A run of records
________________________________________
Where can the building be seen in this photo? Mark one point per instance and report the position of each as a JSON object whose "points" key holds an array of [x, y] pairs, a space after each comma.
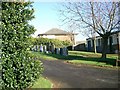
{"points": [[80, 46], [113, 43], [59, 34]]}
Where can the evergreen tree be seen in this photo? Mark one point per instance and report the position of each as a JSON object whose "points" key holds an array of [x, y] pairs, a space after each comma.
{"points": [[18, 69]]}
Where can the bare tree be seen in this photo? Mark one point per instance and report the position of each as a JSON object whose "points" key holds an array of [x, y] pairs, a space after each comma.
{"points": [[101, 17]]}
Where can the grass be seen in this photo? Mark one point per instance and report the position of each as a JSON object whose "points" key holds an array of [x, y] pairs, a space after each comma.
{"points": [[42, 83], [80, 57]]}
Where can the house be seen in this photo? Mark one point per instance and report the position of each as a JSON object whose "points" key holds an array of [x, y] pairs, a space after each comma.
{"points": [[113, 43], [59, 34], [80, 46]]}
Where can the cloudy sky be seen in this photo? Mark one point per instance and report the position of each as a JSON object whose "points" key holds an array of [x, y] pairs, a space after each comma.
{"points": [[47, 17]]}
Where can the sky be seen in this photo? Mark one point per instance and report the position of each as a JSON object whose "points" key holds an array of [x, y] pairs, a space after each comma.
{"points": [[47, 17]]}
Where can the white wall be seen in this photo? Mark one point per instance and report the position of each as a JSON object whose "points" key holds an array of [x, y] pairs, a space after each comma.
{"points": [[49, 36]]}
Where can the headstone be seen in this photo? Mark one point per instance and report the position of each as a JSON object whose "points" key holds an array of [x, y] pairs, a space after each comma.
{"points": [[61, 51], [36, 48], [41, 48], [65, 51], [44, 48], [48, 47], [57, 51], [53, 48]]}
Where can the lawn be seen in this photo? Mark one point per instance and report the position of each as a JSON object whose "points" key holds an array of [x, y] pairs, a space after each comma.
{"points": [[80, 57]]}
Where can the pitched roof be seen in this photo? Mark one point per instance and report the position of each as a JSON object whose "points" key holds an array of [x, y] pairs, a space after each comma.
{"points": [[55, 31]]}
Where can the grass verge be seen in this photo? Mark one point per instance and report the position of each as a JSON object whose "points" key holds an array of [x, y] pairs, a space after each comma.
{"points": [[42, 83], [80, 57]]}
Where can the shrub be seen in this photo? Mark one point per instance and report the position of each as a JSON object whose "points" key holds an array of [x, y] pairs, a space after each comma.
{"points": [[56, 42], [19, 70]]}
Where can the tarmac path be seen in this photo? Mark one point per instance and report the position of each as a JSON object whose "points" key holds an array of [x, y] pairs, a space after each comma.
{"points": [[64, 75]]}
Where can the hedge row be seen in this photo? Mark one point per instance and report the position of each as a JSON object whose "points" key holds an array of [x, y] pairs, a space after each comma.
{"points": [[19, 70], [44, 41]]}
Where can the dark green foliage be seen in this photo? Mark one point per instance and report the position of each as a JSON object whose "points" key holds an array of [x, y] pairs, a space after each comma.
{"points": [[56, 42], [19, 70]]}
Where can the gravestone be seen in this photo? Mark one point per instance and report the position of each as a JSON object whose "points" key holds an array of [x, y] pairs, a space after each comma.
{"points": [[52, 48], [44, 48], [65, 51], [48, 47], [36, 48], [57, 51], [61, 51], [41, 48]]}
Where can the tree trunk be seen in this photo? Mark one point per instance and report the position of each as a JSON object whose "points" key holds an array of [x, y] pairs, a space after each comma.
{"points": [[104, 46]]}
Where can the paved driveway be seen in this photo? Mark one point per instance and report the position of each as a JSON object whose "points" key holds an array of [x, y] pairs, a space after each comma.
{"points": [[64, 75]]}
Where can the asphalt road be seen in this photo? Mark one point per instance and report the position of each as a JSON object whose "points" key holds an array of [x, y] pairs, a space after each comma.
{"points": [[64, 75]]}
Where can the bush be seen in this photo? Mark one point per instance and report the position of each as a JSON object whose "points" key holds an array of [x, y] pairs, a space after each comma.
{"points": [[56, 42], [19, 70]]}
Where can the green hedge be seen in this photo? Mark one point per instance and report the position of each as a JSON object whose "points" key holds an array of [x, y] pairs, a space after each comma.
{"points": [[45, 41], [19, 69]]}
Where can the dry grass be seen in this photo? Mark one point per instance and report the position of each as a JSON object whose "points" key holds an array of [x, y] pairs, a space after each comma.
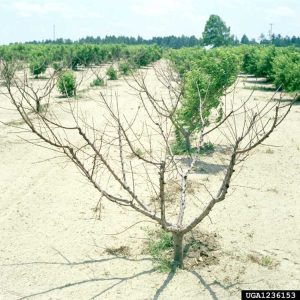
________________________________________
_Request_. List every line of the records above that contains the string "hedge", reproducing each line in full.

_Response to the exercise_.
Where can the hedge row be seen in this photo? Mark one point per instance and report the position of each as a JSON object whose "points" key holds an array of [x, y] pairs, a space after each comma.
Where can the green hedge be seen in this photo? Mark one point per instance and report the position of each as a JSON object whose "points" key holds an array of [x, y] pairs, a space after each comma.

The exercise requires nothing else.